● **SUPPLIED DATA**:
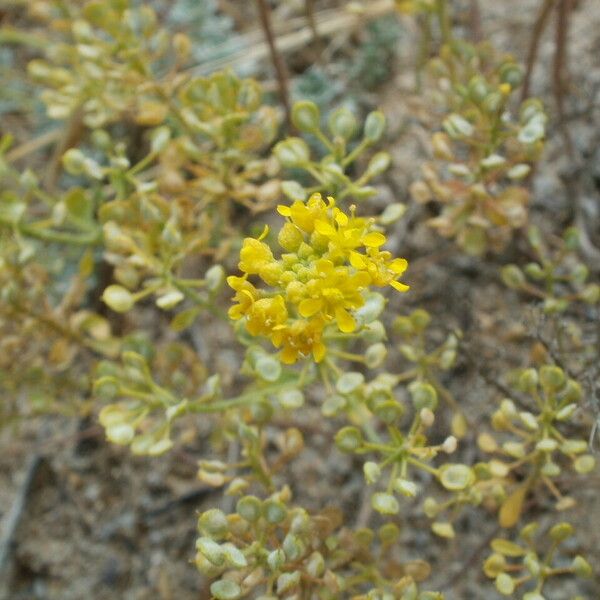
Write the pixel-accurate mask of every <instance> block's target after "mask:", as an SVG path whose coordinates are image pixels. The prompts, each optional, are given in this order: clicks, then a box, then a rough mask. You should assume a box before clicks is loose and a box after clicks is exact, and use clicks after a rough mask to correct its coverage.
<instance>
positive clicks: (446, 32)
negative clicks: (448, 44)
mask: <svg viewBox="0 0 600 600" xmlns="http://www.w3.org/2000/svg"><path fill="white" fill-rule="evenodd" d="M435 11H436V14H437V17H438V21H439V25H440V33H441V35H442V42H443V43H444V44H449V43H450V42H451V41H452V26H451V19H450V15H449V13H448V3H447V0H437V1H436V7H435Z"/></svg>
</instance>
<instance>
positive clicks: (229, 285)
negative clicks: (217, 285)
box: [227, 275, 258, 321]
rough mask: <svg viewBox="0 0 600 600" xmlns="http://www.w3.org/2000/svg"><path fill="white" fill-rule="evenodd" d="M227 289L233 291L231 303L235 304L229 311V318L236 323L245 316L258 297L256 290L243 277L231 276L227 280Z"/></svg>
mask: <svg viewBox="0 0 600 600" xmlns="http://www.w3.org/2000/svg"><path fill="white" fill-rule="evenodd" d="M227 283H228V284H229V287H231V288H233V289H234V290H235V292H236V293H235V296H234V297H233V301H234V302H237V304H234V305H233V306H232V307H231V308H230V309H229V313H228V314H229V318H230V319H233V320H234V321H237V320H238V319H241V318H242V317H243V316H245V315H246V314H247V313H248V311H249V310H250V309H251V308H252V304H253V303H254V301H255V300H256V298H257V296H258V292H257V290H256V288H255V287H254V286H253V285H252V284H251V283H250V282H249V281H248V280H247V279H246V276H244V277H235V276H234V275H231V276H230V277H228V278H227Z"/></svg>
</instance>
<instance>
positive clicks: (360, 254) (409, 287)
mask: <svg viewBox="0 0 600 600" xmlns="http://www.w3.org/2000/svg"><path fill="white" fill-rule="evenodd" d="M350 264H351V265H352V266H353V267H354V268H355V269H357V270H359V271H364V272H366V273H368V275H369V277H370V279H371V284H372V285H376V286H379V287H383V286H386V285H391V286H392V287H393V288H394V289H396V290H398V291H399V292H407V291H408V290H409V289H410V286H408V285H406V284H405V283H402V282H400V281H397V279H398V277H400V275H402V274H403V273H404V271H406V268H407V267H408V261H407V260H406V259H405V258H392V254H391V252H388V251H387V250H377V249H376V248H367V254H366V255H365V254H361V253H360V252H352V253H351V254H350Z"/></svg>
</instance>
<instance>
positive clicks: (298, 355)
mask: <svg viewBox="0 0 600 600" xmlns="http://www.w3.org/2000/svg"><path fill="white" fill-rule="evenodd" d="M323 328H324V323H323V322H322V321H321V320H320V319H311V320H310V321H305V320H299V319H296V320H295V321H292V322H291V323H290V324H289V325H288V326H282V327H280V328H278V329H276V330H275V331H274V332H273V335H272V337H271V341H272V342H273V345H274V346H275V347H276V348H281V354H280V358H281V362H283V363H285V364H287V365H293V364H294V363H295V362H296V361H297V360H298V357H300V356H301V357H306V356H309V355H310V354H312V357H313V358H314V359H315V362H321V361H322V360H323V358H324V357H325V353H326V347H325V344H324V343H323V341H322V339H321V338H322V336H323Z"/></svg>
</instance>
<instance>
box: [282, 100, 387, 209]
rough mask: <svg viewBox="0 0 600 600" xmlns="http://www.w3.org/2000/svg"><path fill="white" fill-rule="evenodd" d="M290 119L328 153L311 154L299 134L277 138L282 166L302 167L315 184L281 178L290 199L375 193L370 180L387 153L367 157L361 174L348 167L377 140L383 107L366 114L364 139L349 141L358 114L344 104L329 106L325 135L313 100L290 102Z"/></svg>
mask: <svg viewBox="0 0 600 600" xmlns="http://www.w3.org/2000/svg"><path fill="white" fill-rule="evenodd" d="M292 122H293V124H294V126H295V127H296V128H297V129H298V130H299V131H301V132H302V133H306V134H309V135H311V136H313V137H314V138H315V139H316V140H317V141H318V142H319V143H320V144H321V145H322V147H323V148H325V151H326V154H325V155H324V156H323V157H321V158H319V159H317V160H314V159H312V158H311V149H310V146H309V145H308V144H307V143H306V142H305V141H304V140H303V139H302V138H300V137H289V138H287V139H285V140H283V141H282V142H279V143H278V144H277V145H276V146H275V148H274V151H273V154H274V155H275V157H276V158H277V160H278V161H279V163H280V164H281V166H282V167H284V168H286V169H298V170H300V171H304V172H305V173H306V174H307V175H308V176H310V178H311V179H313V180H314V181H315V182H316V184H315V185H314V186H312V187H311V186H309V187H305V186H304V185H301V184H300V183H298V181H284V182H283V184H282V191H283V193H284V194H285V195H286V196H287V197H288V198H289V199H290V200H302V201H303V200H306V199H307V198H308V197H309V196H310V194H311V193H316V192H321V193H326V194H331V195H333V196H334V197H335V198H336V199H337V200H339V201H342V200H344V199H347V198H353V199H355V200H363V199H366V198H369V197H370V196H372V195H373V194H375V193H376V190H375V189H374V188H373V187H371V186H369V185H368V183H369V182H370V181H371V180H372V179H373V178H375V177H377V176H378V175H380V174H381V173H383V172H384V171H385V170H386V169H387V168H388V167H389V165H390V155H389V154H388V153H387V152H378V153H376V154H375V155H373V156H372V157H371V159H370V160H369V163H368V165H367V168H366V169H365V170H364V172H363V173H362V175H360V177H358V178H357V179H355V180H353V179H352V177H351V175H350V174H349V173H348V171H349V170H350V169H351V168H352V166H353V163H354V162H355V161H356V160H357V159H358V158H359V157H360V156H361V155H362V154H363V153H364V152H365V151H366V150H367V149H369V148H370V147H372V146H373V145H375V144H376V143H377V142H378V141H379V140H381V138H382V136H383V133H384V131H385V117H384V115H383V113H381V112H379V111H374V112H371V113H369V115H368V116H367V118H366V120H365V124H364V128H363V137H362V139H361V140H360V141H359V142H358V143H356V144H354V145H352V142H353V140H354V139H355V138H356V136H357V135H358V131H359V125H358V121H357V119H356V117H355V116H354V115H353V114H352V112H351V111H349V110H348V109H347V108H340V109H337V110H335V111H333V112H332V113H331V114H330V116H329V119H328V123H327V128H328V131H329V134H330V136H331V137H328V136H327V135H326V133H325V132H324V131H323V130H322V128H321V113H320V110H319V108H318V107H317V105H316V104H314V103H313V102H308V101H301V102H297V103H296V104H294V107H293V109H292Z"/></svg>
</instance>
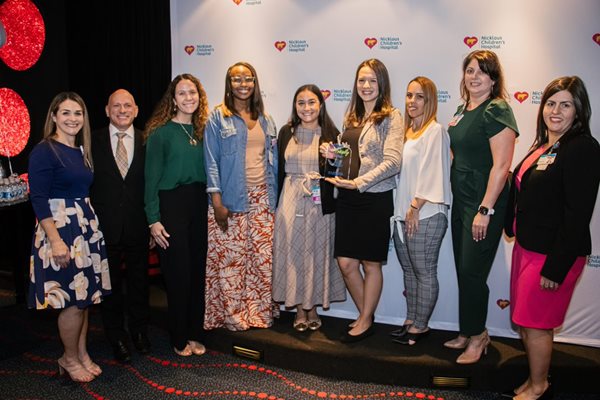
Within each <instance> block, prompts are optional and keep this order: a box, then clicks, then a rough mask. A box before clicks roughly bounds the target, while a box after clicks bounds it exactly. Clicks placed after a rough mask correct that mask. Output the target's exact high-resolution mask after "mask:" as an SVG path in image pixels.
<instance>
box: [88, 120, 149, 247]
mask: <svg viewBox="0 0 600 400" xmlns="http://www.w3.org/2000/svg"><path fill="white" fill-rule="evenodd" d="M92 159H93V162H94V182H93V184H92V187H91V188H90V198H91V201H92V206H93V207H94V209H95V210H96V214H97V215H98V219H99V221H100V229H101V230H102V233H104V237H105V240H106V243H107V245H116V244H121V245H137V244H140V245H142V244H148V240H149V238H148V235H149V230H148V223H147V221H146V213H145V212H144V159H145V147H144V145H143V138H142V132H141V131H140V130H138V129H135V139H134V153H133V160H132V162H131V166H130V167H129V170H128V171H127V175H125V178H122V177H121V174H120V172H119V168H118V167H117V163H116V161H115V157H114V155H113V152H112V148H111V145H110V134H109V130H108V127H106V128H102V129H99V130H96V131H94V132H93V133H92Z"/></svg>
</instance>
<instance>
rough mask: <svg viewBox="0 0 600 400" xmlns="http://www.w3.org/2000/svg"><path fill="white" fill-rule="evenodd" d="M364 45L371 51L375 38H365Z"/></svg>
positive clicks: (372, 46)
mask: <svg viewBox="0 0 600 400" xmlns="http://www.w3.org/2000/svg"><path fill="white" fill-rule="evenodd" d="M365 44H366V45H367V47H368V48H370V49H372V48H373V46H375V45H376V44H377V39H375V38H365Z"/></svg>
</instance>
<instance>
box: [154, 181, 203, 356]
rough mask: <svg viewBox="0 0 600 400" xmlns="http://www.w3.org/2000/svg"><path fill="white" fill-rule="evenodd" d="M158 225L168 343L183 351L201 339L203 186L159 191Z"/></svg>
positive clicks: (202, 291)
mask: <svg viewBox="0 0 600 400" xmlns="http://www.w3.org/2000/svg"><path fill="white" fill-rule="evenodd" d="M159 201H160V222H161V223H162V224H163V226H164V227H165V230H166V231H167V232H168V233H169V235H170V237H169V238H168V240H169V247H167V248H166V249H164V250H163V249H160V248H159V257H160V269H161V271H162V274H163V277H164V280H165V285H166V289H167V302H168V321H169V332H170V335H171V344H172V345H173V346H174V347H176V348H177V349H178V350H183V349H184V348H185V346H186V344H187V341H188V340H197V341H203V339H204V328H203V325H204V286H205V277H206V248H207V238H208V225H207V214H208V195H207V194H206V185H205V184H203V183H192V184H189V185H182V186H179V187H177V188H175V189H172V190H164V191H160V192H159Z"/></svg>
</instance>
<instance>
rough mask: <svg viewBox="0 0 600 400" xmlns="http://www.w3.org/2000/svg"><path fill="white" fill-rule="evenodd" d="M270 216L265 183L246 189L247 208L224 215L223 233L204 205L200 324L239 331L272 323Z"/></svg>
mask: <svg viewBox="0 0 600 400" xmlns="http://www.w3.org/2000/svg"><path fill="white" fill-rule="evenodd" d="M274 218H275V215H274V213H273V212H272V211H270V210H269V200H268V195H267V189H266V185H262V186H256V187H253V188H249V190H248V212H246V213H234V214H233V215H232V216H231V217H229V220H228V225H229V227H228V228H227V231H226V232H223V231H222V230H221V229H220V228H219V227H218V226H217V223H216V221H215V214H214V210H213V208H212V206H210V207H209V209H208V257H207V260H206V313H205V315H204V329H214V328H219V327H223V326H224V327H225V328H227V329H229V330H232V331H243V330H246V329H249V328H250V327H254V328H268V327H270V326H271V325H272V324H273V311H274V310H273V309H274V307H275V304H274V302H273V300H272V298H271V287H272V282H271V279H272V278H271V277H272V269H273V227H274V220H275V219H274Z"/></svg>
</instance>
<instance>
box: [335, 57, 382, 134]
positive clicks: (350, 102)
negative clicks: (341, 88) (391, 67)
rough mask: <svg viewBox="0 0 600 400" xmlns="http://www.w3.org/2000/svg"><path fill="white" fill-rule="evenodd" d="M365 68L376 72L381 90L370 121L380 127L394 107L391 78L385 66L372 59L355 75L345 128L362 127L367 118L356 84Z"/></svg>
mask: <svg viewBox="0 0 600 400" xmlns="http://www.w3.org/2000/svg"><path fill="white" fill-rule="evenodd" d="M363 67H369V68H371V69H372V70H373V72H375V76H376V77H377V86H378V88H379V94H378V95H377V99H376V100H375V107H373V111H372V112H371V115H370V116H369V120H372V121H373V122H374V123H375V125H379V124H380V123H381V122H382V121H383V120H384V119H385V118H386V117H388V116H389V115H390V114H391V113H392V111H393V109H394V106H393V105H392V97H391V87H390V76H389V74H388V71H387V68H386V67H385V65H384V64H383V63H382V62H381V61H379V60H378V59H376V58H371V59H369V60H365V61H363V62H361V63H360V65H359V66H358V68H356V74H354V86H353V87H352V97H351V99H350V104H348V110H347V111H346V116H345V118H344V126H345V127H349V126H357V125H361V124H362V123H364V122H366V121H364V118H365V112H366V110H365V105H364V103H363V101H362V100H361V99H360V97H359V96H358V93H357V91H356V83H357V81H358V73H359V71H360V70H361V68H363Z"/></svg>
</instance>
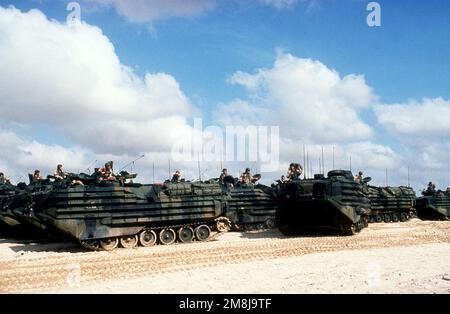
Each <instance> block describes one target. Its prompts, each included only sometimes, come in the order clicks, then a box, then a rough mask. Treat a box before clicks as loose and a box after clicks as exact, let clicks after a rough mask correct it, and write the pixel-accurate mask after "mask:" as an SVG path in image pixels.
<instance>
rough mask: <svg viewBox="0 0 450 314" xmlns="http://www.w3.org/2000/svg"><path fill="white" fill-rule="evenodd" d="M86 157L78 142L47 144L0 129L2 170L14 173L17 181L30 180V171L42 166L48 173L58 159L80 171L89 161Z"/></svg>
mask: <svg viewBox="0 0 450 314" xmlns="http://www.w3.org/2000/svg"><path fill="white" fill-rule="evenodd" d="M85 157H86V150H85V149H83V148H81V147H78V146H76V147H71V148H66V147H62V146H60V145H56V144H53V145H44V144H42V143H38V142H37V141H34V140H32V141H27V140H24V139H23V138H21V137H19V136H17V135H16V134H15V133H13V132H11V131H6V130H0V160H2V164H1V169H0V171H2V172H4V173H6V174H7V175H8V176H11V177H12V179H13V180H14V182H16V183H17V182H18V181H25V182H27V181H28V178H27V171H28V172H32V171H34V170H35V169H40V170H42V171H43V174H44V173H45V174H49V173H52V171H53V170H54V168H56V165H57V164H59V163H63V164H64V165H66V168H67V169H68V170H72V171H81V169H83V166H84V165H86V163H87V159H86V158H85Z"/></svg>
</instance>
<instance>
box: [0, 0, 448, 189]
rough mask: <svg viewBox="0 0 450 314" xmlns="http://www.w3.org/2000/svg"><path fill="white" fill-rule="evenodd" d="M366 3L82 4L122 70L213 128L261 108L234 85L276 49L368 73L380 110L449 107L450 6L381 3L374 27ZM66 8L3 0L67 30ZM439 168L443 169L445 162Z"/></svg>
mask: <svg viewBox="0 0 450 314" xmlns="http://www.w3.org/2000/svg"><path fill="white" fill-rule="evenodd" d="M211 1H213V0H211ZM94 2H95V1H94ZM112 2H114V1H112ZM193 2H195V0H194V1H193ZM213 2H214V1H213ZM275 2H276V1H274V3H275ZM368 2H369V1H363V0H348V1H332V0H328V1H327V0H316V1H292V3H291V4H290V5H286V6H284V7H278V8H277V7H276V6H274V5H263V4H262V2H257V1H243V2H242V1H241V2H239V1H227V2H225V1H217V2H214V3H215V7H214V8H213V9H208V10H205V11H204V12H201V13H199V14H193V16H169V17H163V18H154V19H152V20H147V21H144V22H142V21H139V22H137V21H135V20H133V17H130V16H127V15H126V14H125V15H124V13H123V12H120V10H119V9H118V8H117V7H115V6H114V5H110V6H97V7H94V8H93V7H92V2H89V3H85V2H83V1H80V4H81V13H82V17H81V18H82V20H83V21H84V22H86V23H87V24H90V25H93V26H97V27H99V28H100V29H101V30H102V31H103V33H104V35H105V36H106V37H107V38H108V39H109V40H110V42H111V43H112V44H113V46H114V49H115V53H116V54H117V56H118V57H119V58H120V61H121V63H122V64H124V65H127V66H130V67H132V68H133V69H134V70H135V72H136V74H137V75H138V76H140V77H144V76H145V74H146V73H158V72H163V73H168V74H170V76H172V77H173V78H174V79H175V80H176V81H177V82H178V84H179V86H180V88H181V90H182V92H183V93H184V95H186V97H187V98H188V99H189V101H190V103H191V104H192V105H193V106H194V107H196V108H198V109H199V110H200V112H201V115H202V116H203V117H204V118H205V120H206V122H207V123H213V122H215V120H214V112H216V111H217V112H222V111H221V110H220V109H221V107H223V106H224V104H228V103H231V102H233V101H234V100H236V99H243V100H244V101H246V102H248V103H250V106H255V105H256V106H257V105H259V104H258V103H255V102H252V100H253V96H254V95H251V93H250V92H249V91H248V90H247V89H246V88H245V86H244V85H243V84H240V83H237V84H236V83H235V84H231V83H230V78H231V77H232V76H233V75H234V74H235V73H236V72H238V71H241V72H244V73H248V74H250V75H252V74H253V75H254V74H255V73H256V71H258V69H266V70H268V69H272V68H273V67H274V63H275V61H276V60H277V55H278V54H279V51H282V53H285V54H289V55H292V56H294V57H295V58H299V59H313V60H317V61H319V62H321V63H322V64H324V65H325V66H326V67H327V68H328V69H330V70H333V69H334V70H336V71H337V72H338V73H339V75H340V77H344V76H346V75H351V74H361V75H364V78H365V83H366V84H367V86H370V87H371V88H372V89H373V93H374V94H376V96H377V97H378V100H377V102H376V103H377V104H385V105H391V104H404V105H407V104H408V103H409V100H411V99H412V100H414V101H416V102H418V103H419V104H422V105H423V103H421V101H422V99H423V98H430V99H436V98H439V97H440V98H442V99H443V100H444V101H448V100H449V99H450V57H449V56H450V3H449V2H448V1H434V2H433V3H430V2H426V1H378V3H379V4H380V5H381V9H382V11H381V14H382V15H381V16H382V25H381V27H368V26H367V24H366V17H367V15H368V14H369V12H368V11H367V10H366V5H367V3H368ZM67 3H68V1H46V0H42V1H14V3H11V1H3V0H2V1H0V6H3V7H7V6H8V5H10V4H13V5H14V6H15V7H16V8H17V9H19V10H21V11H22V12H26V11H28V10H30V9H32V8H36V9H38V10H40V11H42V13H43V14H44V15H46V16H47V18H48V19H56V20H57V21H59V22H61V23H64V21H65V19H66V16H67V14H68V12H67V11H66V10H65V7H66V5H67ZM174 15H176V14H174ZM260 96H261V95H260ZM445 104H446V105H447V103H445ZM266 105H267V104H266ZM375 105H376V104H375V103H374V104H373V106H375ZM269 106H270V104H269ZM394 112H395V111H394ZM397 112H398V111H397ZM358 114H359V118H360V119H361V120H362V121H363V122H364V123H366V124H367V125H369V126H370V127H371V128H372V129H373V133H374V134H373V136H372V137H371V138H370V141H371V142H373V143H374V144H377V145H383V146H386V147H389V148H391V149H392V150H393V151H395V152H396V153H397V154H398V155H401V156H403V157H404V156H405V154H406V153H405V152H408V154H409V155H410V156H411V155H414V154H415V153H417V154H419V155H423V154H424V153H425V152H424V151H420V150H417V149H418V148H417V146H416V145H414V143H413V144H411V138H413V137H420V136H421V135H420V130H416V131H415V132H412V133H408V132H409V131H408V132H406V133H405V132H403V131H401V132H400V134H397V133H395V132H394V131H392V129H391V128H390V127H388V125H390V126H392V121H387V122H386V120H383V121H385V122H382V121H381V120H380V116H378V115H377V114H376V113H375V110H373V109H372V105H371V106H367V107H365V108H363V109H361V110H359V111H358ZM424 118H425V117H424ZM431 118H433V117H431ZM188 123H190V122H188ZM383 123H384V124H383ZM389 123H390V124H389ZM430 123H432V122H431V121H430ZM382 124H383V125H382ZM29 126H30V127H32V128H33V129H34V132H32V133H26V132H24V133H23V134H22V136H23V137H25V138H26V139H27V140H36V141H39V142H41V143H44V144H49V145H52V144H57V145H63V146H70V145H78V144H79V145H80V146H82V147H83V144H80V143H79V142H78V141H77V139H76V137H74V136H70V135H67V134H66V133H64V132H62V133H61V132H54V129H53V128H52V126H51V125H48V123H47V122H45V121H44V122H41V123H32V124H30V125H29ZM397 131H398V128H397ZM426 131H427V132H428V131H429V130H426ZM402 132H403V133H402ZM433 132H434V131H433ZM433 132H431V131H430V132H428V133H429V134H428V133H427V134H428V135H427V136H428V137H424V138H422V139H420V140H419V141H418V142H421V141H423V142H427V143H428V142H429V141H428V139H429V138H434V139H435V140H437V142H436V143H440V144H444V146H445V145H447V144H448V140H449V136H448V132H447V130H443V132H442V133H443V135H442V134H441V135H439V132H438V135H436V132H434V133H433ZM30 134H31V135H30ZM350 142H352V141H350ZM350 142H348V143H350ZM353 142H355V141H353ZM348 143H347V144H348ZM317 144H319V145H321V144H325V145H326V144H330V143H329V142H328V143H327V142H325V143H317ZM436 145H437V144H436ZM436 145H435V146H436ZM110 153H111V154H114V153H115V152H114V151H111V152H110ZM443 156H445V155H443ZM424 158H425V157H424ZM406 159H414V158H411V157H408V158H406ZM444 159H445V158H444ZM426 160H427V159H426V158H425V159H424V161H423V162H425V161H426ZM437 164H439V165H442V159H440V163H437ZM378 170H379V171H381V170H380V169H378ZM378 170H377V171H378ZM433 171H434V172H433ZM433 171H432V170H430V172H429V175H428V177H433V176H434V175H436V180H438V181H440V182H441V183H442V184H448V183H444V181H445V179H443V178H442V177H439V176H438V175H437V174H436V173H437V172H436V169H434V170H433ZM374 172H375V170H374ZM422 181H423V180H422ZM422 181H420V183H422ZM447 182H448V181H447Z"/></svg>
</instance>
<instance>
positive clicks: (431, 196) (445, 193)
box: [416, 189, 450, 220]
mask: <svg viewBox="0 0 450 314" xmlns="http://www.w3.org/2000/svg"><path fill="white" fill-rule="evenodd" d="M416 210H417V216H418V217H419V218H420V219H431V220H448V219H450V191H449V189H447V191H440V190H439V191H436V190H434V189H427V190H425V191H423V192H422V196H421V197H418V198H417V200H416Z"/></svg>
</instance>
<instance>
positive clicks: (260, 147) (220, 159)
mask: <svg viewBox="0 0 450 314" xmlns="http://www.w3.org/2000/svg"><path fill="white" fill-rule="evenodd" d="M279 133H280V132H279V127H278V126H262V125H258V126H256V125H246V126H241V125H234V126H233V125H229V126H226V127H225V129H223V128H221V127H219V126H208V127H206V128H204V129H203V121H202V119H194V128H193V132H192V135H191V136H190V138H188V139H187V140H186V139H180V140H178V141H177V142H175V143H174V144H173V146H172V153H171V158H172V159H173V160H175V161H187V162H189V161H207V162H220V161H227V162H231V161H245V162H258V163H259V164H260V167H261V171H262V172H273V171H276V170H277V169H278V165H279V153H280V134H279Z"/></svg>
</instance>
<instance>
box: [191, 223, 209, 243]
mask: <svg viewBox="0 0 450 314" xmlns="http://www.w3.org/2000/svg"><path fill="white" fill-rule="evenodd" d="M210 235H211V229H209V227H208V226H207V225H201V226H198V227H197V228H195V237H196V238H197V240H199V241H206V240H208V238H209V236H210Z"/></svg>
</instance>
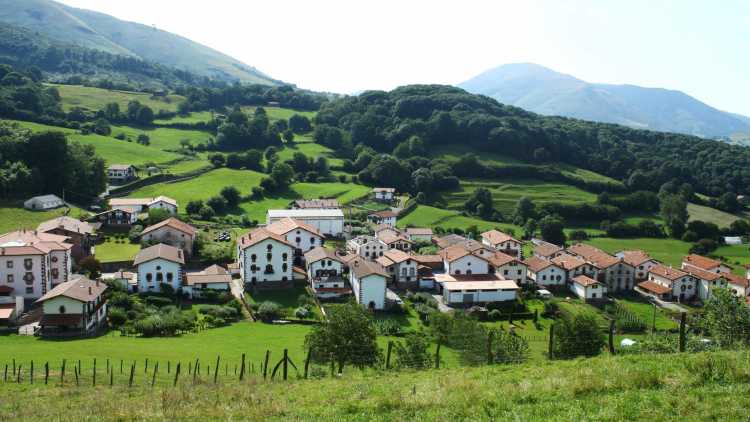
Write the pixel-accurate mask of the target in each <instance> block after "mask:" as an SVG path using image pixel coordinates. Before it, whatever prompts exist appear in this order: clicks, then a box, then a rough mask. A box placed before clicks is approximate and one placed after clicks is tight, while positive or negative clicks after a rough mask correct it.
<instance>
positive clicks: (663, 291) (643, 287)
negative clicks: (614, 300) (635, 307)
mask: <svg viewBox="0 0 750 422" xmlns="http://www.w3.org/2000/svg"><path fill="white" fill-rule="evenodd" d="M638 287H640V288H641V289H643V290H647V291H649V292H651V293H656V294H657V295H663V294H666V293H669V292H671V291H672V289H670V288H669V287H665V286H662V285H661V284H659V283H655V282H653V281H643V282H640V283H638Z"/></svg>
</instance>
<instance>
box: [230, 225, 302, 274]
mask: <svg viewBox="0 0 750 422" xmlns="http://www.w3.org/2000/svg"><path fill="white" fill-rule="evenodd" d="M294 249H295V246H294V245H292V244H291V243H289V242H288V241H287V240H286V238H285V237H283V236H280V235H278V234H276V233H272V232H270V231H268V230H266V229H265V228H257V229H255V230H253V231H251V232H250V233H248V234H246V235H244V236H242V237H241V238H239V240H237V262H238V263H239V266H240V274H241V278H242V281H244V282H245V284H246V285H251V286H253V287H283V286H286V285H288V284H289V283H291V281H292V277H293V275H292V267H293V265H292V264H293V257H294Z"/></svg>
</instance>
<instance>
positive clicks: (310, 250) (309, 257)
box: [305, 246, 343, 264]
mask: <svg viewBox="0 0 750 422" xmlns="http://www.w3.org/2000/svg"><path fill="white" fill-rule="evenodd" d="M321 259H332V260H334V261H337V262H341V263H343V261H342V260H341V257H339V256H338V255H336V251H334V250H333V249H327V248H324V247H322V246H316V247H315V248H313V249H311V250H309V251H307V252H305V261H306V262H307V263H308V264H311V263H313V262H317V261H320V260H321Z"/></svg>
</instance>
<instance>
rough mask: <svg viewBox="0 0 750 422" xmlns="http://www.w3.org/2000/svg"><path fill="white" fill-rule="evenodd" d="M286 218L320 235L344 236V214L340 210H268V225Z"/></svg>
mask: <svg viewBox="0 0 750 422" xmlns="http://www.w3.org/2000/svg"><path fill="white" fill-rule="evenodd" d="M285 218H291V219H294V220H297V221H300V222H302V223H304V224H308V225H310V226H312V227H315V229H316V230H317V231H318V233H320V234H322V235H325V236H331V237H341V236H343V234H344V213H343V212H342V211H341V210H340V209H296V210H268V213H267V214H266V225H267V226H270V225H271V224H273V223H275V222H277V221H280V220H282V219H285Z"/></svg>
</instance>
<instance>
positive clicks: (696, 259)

● **WHAT IS REQUIRED**: Provide solely the number of lines in the data that include the word "placed".

● **ANSWER SPACE**: 2